Could you rewrite every line of the data below, starting at the line containing "What to find: white plastic bag" and ending at the line containing "[275,365,298,376]", and add 133 to each bounding-box coordinate along the way?

◆ Annotated coordinate records ◆

((

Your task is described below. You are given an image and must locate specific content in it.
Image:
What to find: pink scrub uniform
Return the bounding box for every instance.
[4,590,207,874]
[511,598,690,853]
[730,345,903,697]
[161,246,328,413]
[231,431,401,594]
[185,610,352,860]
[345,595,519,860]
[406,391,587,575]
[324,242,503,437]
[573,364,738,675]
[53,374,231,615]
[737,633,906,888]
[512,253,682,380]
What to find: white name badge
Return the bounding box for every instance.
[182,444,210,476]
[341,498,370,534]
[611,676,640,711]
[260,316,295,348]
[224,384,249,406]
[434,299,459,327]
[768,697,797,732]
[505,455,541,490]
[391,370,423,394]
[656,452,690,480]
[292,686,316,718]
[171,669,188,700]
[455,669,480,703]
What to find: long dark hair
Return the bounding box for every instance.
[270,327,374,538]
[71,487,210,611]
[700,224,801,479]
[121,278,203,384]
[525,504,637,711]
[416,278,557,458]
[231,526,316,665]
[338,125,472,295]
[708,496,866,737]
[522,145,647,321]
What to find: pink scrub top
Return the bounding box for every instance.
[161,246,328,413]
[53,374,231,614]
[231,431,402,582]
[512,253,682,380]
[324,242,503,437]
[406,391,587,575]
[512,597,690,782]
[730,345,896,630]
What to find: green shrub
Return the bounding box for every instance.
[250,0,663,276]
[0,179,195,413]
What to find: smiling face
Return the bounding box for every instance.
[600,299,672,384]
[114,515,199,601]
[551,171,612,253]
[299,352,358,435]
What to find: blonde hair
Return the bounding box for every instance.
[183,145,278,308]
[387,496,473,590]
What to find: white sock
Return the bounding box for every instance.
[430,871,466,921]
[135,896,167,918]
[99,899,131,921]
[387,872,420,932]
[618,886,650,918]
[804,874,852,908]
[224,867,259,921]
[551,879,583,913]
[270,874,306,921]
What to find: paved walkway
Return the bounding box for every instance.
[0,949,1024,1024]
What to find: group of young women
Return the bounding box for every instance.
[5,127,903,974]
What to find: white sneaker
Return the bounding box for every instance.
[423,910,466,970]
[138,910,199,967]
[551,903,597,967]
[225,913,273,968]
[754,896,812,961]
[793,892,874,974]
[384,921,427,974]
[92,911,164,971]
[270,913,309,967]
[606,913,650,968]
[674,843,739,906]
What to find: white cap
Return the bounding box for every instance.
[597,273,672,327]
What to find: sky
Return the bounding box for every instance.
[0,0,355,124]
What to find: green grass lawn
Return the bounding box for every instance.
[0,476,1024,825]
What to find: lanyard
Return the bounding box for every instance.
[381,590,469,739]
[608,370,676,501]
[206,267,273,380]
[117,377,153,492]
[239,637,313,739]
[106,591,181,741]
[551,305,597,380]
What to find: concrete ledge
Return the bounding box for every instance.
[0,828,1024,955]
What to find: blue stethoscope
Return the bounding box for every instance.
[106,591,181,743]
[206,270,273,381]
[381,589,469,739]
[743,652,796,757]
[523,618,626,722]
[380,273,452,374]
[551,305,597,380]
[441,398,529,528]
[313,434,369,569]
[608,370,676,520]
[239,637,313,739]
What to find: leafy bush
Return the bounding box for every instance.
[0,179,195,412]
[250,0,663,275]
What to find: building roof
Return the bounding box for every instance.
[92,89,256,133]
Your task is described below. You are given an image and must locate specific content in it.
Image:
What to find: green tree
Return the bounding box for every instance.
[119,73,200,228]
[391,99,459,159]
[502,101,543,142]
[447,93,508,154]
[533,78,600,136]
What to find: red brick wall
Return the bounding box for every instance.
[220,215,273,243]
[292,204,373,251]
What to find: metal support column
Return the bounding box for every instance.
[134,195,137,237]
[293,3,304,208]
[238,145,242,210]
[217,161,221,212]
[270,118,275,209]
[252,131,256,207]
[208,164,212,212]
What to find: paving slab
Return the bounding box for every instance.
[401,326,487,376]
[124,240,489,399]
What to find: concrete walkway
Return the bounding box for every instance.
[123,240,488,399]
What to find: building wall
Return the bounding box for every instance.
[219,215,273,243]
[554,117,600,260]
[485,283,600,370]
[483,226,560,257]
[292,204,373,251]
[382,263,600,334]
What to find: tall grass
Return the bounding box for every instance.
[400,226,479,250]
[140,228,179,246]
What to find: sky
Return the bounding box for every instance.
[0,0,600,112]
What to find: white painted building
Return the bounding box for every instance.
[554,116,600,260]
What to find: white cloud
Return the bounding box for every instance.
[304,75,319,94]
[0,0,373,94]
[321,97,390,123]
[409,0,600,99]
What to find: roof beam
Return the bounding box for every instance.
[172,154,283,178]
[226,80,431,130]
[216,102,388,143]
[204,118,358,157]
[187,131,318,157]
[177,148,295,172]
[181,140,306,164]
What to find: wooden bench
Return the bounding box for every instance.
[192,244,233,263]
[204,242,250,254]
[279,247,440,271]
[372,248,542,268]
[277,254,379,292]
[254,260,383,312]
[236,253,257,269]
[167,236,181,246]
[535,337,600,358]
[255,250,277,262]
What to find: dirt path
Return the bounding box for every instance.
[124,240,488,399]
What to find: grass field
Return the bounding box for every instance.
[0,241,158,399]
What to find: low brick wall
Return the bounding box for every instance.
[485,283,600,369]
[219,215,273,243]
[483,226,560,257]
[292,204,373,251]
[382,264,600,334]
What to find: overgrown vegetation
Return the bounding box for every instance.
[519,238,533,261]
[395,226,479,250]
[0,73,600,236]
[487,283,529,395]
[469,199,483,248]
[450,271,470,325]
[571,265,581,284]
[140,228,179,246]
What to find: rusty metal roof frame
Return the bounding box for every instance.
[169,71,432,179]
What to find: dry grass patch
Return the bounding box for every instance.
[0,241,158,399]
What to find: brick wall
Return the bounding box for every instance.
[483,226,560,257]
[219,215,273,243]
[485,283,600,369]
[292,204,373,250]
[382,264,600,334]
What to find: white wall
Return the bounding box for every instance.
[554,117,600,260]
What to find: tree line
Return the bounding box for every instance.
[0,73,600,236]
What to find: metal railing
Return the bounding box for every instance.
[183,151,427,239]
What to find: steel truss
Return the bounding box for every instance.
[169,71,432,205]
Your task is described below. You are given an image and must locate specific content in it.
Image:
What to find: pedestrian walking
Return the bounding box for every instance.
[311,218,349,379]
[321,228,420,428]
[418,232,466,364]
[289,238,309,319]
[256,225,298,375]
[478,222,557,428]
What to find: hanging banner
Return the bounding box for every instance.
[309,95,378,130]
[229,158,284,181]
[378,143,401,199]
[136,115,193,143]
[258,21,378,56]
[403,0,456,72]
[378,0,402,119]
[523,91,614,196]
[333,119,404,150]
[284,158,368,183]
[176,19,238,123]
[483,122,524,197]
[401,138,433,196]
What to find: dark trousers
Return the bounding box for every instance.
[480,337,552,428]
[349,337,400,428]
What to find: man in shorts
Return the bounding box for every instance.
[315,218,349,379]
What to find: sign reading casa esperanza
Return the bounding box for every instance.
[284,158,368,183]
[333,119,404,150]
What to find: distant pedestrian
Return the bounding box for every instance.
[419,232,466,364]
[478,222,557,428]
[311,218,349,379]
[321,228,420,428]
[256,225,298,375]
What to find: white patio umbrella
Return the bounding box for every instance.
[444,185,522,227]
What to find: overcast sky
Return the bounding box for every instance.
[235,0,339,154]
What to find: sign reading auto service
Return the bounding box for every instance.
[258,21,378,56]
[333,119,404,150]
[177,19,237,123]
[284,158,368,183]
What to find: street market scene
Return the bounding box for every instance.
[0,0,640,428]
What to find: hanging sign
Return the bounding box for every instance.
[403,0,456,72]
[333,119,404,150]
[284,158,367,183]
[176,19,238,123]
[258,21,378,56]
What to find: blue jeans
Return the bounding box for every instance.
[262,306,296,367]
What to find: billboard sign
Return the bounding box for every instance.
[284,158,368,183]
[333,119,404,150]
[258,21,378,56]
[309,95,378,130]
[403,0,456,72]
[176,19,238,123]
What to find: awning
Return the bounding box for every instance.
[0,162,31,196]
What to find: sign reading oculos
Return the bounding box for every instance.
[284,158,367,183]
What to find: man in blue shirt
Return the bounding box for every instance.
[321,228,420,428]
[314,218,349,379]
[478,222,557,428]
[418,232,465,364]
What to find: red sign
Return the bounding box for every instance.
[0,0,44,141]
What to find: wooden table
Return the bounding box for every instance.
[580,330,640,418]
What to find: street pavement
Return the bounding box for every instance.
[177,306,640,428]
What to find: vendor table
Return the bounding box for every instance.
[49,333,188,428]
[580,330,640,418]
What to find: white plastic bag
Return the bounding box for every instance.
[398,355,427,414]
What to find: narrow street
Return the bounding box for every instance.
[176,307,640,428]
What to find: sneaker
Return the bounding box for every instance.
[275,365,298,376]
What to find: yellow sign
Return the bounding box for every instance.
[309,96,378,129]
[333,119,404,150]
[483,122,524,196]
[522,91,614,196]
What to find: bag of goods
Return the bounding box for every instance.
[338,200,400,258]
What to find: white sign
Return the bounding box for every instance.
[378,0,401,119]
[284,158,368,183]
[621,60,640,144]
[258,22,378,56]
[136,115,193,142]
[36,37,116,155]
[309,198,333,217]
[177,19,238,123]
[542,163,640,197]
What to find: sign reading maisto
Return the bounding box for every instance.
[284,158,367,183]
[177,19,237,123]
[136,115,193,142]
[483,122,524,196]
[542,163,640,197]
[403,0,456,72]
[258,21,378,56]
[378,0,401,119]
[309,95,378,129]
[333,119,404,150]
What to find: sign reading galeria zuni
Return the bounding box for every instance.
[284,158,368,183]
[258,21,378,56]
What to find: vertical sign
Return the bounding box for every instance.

))

◆ CORRECT ANSWER ◆
What to find: white plastic bag
Return the bounding box for every instance.
[531,488,560,547]
What to find: narrow street
Return the bounding box for every instance.
[309,440,773,561]
What to find: sneaker
Return the bounding box for every instance.
[408,498,431,509]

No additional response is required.